▸ Exercise details
Rewrite the records below with "lamp post" changed to "streetlight" and everything else left as it is. Leave the pictures out of your answer.

▸ Records to use
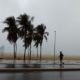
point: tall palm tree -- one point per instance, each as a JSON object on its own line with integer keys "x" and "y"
{"x": 12, "y": 32}
{"x": 41, "y": 34}
{"x": 36, "y": 39}
{"x": 25, "y": 23}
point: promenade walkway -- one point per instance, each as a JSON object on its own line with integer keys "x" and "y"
{"x": 31, "y": 66}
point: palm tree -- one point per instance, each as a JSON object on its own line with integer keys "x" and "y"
{"x": 36, "y": 39}
{"x": 12, "y": 32}
{"x": 41, "y": 35}
{"x": 25, "y": 23}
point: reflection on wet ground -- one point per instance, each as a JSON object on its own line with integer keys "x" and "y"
{"x": 38, "y": 64}
{"x": 41, "y": 76}
{"x": 59, "y": 75}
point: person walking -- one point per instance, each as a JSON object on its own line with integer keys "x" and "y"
{"x": 61, "y": 57}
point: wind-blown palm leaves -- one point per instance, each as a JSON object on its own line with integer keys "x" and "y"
{"x": 39, "y": 36}
{"x": 12, "y": 32}
{"x": 25, "y": 30}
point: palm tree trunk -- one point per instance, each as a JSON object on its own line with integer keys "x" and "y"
{"x": 14, "y": 52}
{"x": 40, "y": 52}
{"x": 24, "y": 54}
{"x": 30, "y": 51}
{"x": 37, "y": 52}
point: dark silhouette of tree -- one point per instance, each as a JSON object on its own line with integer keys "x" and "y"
{"x": 12, "y": 32}
{"x": 36, "y": 39}
{"x": 24, "y": 30}
{"x": 40, "y": 29}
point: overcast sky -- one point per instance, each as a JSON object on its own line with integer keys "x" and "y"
{"x": 60, "y": 15}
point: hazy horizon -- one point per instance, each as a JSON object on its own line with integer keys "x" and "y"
{"x": 60, "y": 15}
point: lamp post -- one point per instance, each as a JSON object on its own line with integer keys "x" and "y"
{"x": 54, "y": 45}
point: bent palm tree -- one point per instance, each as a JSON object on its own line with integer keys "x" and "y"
{"x": 41, "y": 34}
{"x": 12, "y": 32}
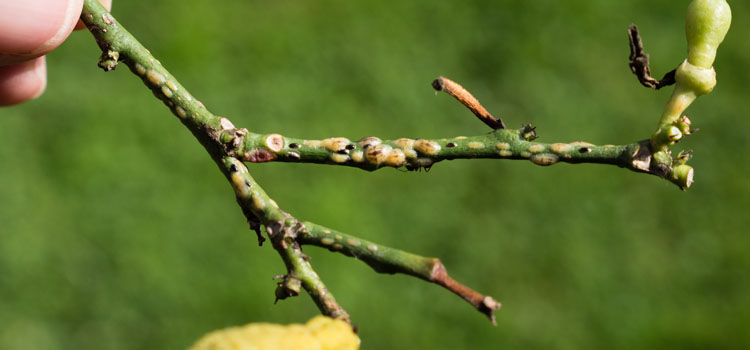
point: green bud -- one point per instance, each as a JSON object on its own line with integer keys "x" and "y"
{"x": 707, "y": 22}
{"x": 682, "y": 175}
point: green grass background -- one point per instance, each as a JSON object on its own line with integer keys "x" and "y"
{"x": 118, "y": 232}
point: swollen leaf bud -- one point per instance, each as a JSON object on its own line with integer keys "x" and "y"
{"x": 707, "y": 22}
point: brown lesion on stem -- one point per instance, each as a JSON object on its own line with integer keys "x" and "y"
{"x": 467, "y": 99}
{"x": 484, "y": 303}
{"x": 639, "y": 63}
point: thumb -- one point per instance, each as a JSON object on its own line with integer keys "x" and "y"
{"x": 32, "y": 28}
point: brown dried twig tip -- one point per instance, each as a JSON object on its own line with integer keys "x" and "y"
{"x": 484, "y": 303}
{"x": 468, "y": 100}
{"x": 639, "y": 63}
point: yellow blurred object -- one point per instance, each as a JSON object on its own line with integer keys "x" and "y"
{"x": 320, "y": 333}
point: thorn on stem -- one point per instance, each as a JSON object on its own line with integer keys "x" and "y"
{"x": 467, "y": 99}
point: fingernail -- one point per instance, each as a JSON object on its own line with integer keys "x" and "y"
{"x": 31, "y": 28}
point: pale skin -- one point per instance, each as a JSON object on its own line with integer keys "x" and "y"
{"x": 29, "y": 30}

▸ Full solution
point: tall palm tree -- one point per instance, each as a JSON object on its own line with integer keys "x" and "y"
{"x": 12, "y": 32}
{"x": 41, "y": 34}
{"x": 36, "y": 39}
{"x": 25, "y": 23}
point: promenade walkway -- one point per instance, each as a JSON object on its own line with integer keys "x" and "y"
{"x": 31, "y": 66}
point: palm tree -- one point per instance, each as a JSON object on its own line with integer keys "x" and "y"
{"x": 36, "y": 39}
{"x": 12, "y": 32}
{"x": 41, "y": 35}
{"x": 25, "y": 23}
point: reflection on wet ground -- one point per instance, each as a JSON object on its own line with integer keys "x" and "y"
{"x": 38, "y": 64}
{"x": 41, "y": 76}
{"x": 59, "y": 75}
point: person walking -- one point per instance, each as a JSON object on its own line with integer keys "x" and "y"
{"x": 61, "y": 57}
point: wind-blown palm leaves -- one point per instance, each as a JSON object on its own line with integer keys "x" and "y"
{"x": 39, "y": 36}
{"x": 12, "y": 32}
{"x": 25, "y": 30}
point: palm tree trunk -- one point per instance, each as a JSON object on its own line with integer keys "x" and "y"
{"x": 14, "y": 52}
{"x": 40, "y": 52}
{"x": 24, "y": 54}
{"x": 30, "y": 51}
{"x": 37, "y": 52}
point: dark silhouette of tree -- one point per instance, each as a JSON object on its own line with integer keys "x" and "y"
{"x": 12, "y": 32}
{"x": 36, "y": 39}
{"x": 24, "y": 30}
{"x": 40, "y": 29}
point: overcast sky -- one point per instance, each as a JSON object on its own line with integer keys "x" and "y"
{"x": 60, "y": 15}
point: hazy horizon -- one point per instance, each as a JSON object on its own line with integer keys "x" and "y"
{"x": 60, "y": 15}
point: streetlight -- one point per instance, each as a JSON object on its own line with integer keys "x" and "y"
{"x": 54, "y": 45}
point: bent palm tree -- one point per instance, each as a JSON object on its own line with integer keys "x" and "y"
{"x": 41, "y": 34}
{"x": 12, "y": 32}
point: green bud -- one point per instance, each as a JSON object on its own line with integer keys "x" and "y"
{"x": 707, "y": 22}
{"x": 682, "y": 175}
point: green grass background -- one point per instance, each as a JSON object on its own line with integer keys "x" and "y"
{"x": 118, "y": 232}
point: swollen leaf bud -- one point per instance, each as a JSON object on its own line with integer keys "x" and "y"
{"x": 707, "y": 22}
point: brown lesion on stem -- one point per instance, each as a JSON object on its own line with integer keys "x" and "y"
{"x": 467, "y": 99}
{"x": 484, "y": 303}
{"x": 639, "y": 63}
point: thumb -- one point per instance, each as a JSON object on its own line with integer keys "x" and "y"
{"x": 32, "y": 28}
point: brown dried twig tip -- one point per instance, each as a JSON object on its own line with integer keys "x" and "y"
{"x": 484, "y": 303}
{"x": 468, "y": 100}
{"x": 639, "y": 63}
point: yellow blurred object -- one point per instance, each as a JSON object on its own line with integer keys "x" and "y"
{"x": 320, "y": 333}
point: thorn on stem -- one point per instance, each as a JSON object on its own line with integer keys "x" and "y"
{"x": 467, "y": 99}
point: fingernail -- one point per instance, each as a JSON object on its own line with integer keys "x" and "y"
{"x": 31, "y": 28}
point: pale skin -- one point per instance, each as a JSON object on its own line with integer keys "x" and "y"
{"x": 29, "y": 30}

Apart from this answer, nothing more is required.